**DOCUMENT PASSAGE**
***

Controls will, therefore, be lifted cautiously, in turn slowing the pace of the renminbi’s long voyage towards reserve status. Some influential voices have argued, in fact, that it serves China’s interest to maintain the fixed exchange rate and strengthen capital controls whilst focusing efforts on developing domestic financial markets.[12] Only once domestic imbalances are resolved can measures be put in place to open capital controls and progress towards currency internationalisation. Indeed, a precise sequencing in policy liberalisation will need to be such that there is proven confidence in the domestic financial markets’ ability to cope with, then thrive from, increasing exposure to global capital flows.

At present, this confidence is desperately lacking and movements towards market maturity are likely to face considerable political and economic constraints. As such, prospects for fulfilling the second prerequisite for reserve currency status – safe, liquid financial markets – remain weak. The heart of China’s financial system, its banking sector, is woefully underdeveloped, yet it dominates at the expense of further development in capital markets.[13] The state banks have little incentive to allocate capital efficiently because of guaranteed ‘net interest margins’ – profit margins on, and an almost monopoly over, loans.[14] It is because of these margins that capital allocation is skewed towards state firms and heavy industry, starving smaller private sector firms of credit. Bonds function largely as bank loans, given that prices are influenced by the PBoC’s lending rates, not a market-driven yield curve, with most buyers not trading in the secondary markets but rather holding to maturity.

***

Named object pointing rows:
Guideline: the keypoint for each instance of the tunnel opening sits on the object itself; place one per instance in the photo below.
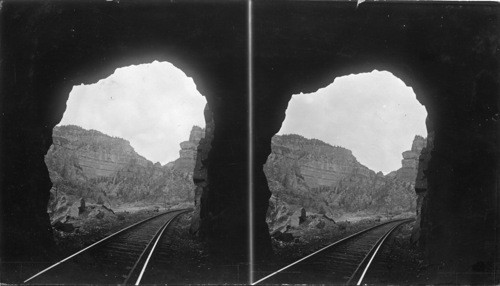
(126, 147)
(346, 153)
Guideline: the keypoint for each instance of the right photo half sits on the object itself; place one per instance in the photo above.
(375, 142)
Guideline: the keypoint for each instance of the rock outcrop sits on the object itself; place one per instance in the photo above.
(89, 166)
(329, 180)
(187, 154)
(408, 173)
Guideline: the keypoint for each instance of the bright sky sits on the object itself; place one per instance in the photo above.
(375, 115)
(154, 106)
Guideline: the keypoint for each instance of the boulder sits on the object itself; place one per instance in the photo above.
(298, 217)
(64, 227)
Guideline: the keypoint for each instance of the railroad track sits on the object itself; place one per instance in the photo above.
(121, 258)
(343, 262)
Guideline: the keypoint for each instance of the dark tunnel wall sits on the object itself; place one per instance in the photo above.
(447, 52)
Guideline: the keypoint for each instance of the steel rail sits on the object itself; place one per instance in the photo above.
(153, 249)
(376, 250)
(375, 247)
(324, 248)
(96, 243)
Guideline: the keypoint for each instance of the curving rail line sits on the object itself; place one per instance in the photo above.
(345, 261)
(120, 258)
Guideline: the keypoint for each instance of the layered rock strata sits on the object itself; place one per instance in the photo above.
(92, 166)
(329, 180)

***

**TASK INSTRUCTIONS**
A. According to the passage on the renminbi, what is the heart of China's financial system?
B. List every course of action that, according to the passage on the renminbi, some influential voices have argued serves China's interest.

**ANSWERS BELOW**
A. Its banking sector.

B.
- Maintaining the fixed exchange rate
- Strengthening capital controls
- Focusing efforts on developing domestic financial markets